In the book, the husband-and-wife team share the results of their own extensive research and the existing literature on soil health. Conventional farming practices, including tillage and commercial fertilizers, disrupt the necessary, healthy symbiosis between plants and the soil, they write, noting, “We traded away quality in pursuit of quantity as modernized farming chased higher yields, overlooking a farmer’s natural allies in the soil.”

We spoke with them recently about the nutrients that set food grown with regenerative practices apart, and why they believe those practices, including the no-till method’s greater capacity for holding water and preventing soil erosion, could be a key solution to drought in the West.

Fifteen years ago, when you wrote Dirt, there were very few people talking about soil health or about changing farming practices. How have things changed in that time?

David Montgomery: I’m impressed by how things have changed over the last 15 years. It has been very interesting to see the growing interest, not just among people who are interested in reforming the food system, but among farmers looking to farm better and to be more profitable. And there are all kinds of interests that have come together in the last 15 years that give me a lot of hope for continued momentum.

Anne Biklé: Farmers are definitely beginning to change their practices. Initially, a lot of the no-till movement was among conventional farmers. And I’m heartened to see that it has also crept out into the organic world. It’s really important that all farmers are seeing that the less we physically or chemically disrupt the soil, the better off the health of that soil is and then that can ripple out through their operations and pocketbooks. I hope that continues to catch on. I don’t think we’ve run into anybody who said, “I’m against soil health.”

* [WHAT YOU SHOULD DO]
Copy the interview on soil health and regenerative farming word for word.

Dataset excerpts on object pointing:

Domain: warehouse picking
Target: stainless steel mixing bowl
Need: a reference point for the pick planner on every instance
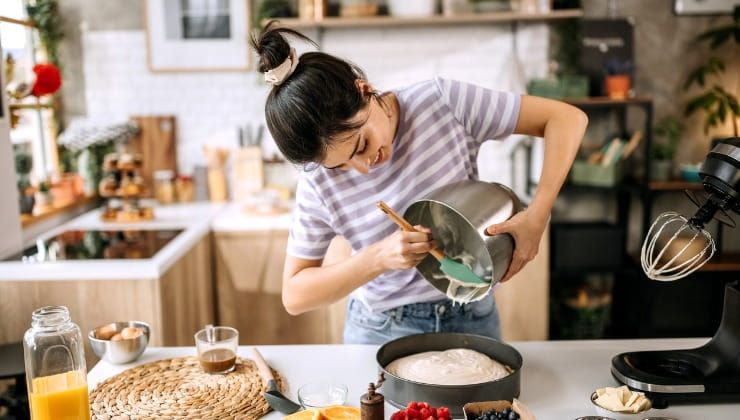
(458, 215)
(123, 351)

...

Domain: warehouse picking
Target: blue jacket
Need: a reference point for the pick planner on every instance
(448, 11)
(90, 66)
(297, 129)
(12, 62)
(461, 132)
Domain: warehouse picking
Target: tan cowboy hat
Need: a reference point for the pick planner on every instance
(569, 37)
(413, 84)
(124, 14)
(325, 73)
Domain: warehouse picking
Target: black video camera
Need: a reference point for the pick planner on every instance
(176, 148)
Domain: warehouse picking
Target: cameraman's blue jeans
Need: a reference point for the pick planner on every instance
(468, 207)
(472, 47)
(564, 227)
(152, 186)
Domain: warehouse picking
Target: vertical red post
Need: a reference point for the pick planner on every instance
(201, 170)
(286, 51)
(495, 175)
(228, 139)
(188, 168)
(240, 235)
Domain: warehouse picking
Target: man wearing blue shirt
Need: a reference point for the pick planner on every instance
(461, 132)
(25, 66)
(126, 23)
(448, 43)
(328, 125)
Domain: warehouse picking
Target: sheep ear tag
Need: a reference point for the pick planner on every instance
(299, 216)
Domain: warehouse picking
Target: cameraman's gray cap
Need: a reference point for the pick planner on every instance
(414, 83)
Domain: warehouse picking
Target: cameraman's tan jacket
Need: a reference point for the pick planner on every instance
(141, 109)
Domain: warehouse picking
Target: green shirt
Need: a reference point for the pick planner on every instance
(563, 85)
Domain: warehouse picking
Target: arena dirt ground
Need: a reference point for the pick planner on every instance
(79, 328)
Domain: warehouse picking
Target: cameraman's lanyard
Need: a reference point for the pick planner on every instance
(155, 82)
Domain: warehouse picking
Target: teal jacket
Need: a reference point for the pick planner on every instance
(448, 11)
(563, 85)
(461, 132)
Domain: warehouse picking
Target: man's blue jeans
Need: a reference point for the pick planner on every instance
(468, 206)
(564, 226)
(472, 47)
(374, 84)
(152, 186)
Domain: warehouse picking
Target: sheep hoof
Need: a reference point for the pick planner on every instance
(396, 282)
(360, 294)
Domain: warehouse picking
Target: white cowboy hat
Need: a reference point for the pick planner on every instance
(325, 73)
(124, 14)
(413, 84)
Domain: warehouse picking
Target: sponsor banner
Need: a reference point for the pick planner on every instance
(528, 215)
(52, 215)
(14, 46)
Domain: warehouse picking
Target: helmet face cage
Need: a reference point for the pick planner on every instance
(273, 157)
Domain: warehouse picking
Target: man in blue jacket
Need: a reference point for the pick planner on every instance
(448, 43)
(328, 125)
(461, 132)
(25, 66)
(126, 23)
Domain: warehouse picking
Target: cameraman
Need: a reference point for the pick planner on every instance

* [WRITTEN RESPONSE]
In the book, the husband-and-wife team share the results of their own extensive research and the existing literature on soil health. Conventional farming practices, including tillage and commercial fertilizers, disrupt the necessary, healthy symbiosis between plants and the soil, they write, noting, “We traded away quality in pursuit of quantity as modernized farming chased higher yields, overlooking a farmer’s natural allies in the soil.”

We spoke with them recently about the nutrients that set food grown with regenerative practices apart, and why they believe those practices, including the no-till method’s greater capacity for holding water and preventing soil erosion, could be a key solution to drought in the West.

Fifteen years ago, when you wrote Dirt, there were very few people talking about soil health or about changing farming practices. How have things changed in that time?

David Montgomery: I’m impressed by how things have changed over the last 15 years. It has been very interesting to see the growing interest, not just among people who are interested in reforming the food system, but among farmers looking to farm better and to be more profitable. And there are all kinds of interests that have come together in the last 15 years that give me a lot of hope for continued momentum.

Anne Biklé: Farmers are definitely beginning to change their practices. Initially, a lot of the no-till movement was among conventional farmers. And I’m heartened to see that it has also crept out into the organic world. It’s really important that all farmers are seeing that the less we physically or chemically disrupt the soil, the better off the health of that soil is and then that can ripple out through their operations and pocketbooks. I hope that continues to catch on. I don’t think we’ve run into anybody who said, “I’m against soil health.”